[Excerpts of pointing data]

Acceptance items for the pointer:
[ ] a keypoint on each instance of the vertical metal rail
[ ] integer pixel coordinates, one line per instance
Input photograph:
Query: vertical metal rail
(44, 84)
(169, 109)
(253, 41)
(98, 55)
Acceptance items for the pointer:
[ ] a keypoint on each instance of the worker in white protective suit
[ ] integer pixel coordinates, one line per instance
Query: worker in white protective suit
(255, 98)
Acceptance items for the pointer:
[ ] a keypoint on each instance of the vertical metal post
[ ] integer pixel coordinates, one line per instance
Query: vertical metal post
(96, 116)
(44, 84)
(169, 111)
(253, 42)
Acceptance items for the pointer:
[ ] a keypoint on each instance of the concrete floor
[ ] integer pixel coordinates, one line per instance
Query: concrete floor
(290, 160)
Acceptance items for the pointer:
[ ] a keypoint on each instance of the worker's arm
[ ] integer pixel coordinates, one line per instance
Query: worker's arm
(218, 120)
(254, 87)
--
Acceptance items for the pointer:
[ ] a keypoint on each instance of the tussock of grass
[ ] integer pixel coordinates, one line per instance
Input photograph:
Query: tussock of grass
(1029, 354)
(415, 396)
--
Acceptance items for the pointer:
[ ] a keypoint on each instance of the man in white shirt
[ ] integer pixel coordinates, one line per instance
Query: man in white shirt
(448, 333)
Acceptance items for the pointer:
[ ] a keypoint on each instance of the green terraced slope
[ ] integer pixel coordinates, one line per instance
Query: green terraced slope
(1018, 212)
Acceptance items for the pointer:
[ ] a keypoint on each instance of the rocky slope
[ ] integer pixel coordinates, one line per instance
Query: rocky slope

[Exercise aim]
Collect every row above that contains the word "slope". Treat uppercase and lowercase letters as different.

[Exercise output]
[ ] a keypoint on each instance of the green terraced slope
Query: green terraced slope
[ ] a keypoint on each instance of the rocky slope
Query: rocky slope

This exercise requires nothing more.